◆ What is asked: Repeat the whole of the data, keeping every detail the same.

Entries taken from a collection

★ ★ ★

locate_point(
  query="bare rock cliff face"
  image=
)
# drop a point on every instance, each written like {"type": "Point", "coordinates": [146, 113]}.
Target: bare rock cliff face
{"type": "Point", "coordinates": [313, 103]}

★ ★ ★

◆ The reply:
locate_point(
  query="bare rock cliff face"
  image=
)
# drop a point on every instance, each written like {"type": "Point", "coordinates": [146, 113]}.
Target: bare rock cliff face
{"type": "Point", "coordinates": [313, 103]}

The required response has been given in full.